### Data entries
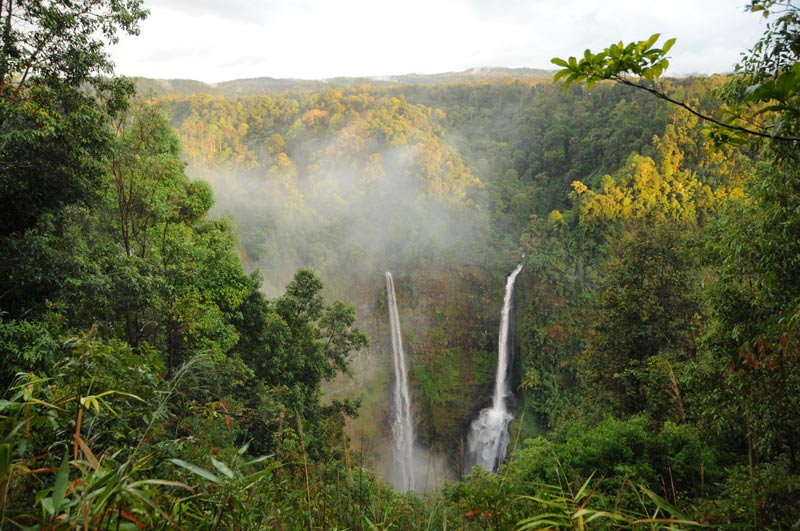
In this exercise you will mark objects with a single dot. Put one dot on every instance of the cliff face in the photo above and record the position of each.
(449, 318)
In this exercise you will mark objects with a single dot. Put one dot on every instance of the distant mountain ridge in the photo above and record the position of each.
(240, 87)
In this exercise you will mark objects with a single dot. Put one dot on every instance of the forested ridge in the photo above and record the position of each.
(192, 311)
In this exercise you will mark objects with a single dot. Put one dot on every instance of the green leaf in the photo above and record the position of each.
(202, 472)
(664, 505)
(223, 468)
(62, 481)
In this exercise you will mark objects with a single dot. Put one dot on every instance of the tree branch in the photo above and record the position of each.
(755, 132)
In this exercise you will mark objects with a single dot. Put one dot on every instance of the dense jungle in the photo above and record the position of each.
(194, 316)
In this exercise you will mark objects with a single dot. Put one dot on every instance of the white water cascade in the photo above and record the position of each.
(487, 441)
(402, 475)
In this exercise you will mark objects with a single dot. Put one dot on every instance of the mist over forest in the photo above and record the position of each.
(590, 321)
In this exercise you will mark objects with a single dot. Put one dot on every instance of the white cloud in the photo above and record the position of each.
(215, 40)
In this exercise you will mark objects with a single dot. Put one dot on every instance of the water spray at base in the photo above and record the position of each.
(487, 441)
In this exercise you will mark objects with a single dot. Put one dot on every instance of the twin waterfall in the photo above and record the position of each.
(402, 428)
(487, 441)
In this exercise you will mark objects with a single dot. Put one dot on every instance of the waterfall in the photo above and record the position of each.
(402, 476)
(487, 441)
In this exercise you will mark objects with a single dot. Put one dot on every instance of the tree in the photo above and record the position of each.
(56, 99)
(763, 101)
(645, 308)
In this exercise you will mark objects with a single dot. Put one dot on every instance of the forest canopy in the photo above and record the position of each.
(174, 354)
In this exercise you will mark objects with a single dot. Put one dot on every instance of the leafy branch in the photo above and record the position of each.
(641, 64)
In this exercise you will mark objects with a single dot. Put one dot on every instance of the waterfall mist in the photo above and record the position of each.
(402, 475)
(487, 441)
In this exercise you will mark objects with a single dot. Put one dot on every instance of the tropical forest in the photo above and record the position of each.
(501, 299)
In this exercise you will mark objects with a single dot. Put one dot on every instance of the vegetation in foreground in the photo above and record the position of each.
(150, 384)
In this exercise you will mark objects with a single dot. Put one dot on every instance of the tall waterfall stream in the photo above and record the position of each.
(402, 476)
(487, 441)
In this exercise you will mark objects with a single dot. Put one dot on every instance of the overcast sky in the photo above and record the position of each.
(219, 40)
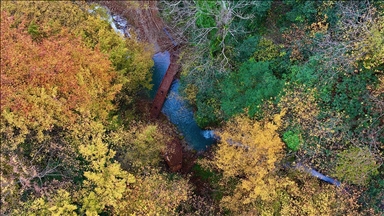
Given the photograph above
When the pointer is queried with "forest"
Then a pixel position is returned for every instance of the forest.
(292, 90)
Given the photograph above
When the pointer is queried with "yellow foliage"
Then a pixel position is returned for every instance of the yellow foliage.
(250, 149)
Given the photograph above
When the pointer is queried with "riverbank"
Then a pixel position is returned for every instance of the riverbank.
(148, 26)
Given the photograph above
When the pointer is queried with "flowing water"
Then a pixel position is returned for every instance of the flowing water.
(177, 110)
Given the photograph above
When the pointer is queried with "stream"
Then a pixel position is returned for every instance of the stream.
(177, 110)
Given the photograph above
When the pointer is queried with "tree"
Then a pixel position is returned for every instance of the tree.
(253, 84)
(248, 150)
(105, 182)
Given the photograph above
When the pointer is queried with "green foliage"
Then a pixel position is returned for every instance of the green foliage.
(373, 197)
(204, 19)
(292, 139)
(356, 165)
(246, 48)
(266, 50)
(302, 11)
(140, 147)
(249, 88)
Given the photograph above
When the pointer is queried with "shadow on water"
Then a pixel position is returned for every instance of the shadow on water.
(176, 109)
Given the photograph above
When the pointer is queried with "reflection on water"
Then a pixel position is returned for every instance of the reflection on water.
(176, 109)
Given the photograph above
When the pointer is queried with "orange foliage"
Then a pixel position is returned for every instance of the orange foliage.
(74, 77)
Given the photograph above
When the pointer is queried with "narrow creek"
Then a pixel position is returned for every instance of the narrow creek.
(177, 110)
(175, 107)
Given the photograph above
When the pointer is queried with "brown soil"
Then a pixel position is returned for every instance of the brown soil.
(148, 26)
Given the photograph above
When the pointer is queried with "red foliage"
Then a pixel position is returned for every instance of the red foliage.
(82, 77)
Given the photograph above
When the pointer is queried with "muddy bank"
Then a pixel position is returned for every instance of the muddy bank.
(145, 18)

...

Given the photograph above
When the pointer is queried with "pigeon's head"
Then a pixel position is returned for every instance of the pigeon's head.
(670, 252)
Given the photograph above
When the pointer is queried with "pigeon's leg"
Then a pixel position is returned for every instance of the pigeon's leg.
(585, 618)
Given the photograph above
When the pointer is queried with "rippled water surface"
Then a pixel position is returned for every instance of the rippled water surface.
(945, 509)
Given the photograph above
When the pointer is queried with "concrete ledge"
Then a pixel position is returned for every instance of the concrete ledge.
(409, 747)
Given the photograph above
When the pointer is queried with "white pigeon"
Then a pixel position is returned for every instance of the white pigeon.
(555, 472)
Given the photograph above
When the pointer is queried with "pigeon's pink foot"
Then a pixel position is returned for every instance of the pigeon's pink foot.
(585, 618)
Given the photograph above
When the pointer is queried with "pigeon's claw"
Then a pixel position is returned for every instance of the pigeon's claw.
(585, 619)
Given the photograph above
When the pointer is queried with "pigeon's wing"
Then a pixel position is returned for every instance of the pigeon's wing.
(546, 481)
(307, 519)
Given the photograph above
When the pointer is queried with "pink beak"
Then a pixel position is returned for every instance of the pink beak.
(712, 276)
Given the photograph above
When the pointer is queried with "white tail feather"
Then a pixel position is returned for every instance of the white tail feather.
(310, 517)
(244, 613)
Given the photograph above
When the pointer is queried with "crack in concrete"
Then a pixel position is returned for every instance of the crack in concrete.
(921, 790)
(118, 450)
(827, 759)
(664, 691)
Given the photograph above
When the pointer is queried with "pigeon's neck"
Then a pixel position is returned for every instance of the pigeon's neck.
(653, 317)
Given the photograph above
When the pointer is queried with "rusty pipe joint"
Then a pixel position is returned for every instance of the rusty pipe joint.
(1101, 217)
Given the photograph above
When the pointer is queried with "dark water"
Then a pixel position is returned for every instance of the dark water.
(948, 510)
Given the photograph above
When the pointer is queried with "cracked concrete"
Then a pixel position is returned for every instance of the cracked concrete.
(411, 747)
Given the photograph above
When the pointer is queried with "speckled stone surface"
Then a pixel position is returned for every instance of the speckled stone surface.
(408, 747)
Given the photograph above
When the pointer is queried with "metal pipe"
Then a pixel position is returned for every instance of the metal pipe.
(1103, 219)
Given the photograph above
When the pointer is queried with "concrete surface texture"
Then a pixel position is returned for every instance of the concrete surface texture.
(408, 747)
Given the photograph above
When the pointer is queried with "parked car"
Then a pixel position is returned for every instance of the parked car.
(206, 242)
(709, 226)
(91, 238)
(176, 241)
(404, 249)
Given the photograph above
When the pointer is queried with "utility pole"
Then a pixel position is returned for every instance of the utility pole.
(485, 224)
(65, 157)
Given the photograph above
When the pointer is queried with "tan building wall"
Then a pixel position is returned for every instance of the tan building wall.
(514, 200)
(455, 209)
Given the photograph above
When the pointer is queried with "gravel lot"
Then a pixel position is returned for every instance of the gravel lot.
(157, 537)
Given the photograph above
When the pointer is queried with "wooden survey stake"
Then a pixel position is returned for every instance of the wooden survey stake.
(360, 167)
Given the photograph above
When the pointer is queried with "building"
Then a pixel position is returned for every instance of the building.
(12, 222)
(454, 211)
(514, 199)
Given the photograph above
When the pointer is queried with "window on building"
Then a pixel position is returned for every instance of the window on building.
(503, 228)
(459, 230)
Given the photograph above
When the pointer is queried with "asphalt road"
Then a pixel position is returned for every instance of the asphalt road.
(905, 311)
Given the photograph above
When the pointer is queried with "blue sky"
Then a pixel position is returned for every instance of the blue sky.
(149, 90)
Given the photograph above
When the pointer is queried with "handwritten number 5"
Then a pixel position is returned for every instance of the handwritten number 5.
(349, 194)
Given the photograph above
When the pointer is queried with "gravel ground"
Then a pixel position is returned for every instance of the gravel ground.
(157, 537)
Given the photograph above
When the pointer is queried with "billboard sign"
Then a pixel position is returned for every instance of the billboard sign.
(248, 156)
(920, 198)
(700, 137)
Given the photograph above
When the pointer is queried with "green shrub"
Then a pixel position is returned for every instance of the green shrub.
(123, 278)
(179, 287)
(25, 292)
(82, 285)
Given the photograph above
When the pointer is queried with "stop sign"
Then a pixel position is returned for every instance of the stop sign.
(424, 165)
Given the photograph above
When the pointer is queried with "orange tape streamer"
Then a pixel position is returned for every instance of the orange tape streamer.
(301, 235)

---

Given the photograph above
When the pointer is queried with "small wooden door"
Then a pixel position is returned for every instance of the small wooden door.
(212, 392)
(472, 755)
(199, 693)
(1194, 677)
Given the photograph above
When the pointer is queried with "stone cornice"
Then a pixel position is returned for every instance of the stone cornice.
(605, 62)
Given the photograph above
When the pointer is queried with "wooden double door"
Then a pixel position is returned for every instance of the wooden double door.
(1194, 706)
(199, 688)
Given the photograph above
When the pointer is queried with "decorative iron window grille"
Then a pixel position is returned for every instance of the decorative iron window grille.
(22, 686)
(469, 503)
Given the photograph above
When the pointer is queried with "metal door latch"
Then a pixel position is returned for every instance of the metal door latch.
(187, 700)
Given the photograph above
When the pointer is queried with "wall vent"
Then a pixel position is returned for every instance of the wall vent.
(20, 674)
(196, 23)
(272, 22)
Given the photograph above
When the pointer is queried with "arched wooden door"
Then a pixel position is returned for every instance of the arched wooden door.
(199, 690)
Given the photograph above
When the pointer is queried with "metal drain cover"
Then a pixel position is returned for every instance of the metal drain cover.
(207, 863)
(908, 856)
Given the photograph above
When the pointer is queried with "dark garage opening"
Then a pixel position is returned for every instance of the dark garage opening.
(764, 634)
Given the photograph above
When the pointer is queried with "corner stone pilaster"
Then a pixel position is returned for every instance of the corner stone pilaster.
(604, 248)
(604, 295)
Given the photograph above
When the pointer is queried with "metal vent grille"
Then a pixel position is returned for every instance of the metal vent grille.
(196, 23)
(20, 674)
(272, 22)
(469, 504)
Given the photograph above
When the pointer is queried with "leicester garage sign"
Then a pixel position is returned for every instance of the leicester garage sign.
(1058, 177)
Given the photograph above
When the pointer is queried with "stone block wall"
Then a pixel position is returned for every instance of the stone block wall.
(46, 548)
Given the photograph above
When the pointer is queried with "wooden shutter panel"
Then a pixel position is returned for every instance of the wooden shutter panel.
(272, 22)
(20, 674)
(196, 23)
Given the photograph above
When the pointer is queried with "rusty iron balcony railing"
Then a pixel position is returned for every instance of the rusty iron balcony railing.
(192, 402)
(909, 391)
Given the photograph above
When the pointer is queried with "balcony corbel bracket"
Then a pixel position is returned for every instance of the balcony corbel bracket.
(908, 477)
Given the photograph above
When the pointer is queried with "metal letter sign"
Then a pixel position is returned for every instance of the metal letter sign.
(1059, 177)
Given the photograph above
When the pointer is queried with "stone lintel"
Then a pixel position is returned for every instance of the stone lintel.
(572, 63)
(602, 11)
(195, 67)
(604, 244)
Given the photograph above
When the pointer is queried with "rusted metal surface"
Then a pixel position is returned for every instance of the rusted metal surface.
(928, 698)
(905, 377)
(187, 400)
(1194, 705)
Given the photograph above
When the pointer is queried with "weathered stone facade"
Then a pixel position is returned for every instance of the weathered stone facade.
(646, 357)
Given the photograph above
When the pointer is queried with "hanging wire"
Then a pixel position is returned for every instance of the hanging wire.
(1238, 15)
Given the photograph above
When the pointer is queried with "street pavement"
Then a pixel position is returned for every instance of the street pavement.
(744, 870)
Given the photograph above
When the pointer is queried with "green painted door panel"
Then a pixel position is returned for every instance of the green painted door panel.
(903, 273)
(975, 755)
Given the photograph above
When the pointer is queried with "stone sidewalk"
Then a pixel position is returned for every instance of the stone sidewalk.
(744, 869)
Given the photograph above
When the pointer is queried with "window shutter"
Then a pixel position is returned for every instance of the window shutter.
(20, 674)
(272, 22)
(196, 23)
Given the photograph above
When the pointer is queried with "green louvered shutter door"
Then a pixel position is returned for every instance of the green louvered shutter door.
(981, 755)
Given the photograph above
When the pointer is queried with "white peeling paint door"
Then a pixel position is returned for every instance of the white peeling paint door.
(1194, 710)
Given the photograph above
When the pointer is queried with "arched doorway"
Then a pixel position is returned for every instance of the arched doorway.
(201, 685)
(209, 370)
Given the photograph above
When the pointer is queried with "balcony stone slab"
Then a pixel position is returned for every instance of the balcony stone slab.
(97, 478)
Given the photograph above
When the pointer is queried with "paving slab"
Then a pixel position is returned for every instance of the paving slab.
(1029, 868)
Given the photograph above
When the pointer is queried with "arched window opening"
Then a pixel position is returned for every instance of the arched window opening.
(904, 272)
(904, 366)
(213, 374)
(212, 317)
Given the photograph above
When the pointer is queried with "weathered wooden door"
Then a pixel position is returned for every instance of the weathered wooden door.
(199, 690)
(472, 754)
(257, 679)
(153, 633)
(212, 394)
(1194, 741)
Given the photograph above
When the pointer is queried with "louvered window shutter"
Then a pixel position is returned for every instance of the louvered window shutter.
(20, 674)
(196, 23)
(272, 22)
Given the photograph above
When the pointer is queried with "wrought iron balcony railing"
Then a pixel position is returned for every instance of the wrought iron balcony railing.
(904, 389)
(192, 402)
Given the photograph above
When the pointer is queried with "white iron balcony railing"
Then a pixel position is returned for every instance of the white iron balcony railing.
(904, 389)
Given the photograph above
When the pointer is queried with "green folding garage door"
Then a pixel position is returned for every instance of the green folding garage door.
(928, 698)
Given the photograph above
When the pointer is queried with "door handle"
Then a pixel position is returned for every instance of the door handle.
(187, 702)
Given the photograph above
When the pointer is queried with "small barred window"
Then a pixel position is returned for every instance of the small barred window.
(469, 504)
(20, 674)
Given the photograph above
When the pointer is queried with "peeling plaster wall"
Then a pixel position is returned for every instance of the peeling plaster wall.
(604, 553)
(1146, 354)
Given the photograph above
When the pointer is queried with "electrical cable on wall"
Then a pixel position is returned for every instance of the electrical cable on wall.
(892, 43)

### Do this
Return each line of the material above that contains the string "rusty". Case must match.

### Solution to this exercise
When the pointer is queried with "rusty pipe joint"
Then a pixel position is returned for every instance of the rusty pipe joint.
When the pointer is queried with "rusty iron balcony railing"
Then a pixel position is returned for every instance of the rusty iron balcony railing.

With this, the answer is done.